* _Activity_
After reading the entries below, copy word for word the lines from the first through the line containing "Mark the region of every instance of the rectangular", and stop there.

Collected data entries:
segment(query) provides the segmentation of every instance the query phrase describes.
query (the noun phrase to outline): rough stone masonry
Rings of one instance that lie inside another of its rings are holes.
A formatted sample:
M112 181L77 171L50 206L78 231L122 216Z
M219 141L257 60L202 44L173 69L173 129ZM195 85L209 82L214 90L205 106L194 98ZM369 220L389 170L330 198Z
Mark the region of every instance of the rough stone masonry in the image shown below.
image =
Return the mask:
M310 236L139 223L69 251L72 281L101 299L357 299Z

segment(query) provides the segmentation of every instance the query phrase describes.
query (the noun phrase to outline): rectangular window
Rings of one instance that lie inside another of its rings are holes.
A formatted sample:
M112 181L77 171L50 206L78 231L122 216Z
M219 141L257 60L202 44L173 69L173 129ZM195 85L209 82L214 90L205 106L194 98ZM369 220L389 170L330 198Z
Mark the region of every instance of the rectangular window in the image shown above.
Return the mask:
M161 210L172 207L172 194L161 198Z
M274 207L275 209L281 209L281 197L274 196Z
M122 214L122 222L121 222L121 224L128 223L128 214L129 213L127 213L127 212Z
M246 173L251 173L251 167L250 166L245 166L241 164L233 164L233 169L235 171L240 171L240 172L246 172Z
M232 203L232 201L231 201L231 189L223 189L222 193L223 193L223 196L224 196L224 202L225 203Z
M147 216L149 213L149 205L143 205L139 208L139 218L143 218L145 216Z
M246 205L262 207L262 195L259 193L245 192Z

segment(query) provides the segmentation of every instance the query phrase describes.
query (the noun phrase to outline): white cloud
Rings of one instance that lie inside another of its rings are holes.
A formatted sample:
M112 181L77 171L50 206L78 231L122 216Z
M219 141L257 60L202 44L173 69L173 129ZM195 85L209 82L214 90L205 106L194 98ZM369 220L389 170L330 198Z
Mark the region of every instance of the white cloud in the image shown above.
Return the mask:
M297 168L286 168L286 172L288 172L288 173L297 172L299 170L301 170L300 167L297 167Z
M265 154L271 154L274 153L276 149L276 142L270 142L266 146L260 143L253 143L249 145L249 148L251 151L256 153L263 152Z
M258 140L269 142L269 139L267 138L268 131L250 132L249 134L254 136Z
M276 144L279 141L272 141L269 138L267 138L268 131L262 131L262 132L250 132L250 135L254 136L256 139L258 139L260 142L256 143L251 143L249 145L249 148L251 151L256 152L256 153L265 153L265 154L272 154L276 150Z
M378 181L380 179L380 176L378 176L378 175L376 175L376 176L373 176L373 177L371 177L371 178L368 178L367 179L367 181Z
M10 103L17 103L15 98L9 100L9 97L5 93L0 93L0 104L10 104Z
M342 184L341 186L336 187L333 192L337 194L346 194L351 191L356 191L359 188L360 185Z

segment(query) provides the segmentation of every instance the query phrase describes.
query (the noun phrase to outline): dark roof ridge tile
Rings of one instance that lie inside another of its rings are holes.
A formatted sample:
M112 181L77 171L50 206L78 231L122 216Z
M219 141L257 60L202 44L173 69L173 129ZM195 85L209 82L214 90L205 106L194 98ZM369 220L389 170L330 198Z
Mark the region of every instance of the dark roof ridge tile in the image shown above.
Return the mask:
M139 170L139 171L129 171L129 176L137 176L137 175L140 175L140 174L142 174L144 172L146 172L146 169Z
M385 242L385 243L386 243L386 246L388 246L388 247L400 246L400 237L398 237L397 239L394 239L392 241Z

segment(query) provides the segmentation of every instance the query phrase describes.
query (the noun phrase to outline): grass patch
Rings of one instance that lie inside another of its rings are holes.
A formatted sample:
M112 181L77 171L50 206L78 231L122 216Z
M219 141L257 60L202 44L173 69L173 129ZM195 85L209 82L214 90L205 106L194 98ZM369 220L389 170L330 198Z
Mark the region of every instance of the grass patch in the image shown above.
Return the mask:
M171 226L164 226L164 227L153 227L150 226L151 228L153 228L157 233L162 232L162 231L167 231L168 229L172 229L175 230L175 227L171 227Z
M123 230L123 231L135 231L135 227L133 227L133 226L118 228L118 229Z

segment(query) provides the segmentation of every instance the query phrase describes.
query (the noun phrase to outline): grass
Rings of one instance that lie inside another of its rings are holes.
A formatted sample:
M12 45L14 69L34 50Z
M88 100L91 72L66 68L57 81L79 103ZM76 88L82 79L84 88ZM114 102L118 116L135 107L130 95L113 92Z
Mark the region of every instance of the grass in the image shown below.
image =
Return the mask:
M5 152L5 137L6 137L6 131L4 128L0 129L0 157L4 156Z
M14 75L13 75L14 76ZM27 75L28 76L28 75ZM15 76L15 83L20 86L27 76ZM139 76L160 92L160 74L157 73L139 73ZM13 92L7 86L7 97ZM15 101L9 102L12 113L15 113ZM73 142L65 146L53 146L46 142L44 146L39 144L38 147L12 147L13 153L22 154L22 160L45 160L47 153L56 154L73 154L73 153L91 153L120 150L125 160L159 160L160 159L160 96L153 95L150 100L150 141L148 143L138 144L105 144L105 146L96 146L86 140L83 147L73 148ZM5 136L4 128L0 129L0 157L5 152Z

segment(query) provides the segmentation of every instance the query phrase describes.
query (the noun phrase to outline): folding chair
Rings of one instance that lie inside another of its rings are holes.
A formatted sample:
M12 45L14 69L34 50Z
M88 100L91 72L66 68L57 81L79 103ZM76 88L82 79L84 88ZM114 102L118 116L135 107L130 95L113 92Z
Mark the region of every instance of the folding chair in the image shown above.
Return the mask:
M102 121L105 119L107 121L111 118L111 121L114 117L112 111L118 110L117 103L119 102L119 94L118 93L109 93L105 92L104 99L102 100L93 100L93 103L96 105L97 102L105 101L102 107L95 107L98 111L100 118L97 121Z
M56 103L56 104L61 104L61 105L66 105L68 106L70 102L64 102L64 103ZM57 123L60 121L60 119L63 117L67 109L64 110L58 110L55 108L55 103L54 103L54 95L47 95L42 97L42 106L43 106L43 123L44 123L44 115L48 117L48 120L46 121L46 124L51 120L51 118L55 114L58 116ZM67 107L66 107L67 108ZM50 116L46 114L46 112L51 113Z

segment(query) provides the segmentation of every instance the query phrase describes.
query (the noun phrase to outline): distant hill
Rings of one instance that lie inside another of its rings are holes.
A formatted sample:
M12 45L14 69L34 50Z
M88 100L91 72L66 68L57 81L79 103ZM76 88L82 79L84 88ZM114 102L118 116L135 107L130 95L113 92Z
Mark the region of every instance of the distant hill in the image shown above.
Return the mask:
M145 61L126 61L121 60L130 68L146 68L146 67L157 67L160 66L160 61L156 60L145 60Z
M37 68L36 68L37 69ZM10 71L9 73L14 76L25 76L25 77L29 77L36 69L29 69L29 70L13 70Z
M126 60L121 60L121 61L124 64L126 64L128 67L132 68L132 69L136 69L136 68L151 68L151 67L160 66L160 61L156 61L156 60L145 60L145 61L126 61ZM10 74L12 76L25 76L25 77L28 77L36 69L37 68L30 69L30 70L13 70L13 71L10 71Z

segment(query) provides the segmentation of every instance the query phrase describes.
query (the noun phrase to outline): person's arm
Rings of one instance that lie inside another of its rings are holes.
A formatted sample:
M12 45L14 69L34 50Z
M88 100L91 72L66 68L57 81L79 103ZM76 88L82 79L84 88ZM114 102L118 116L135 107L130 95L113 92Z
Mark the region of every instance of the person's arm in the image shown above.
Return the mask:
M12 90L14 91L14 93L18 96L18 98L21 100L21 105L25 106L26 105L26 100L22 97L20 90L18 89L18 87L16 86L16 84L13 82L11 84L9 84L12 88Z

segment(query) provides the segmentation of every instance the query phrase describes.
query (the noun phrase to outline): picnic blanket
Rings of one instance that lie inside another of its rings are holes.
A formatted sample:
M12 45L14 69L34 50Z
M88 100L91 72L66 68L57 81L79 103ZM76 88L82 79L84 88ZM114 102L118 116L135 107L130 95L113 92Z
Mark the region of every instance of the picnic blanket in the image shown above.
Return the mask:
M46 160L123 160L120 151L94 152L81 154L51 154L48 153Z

* _Task result_
segment(query) provides the segmentation of every instance the query phrase describes.
query (the noun phrase to outline): rough stone masonry
Rings of one instance that lie inside another of its rings are holes.
A formatted sample:
M112 181L77 171L50 206L78 231L122 216Z
M219 141L257 60L202 44L173 69L173 129ZM195 85L209 82L214 90L205 106L194 98ZM369 220L389 170L330 198Z
Mark the region of every instance of the rough stone masonry in the image shown below.
image =
Return the mask:
M310 236L139 223L69 251L72 281L101 299L357 299Z

segment(query) provides the segmentation of every instance the query phrase describes.
query (the noun phrase to outline): rectangular window
Rings of one instance that lie inside another of its rings are holes.
A formatted sample:
M112 181L77 171L50 206L78 231L122 216Z
M219 141L257 60L202 44L173 69L173 129ZM195 85L209 82L214 90L205 106L194 98ZM369 220L389 170L330 198Z
Mark the region of every instance of the rectangular window in the image shown above.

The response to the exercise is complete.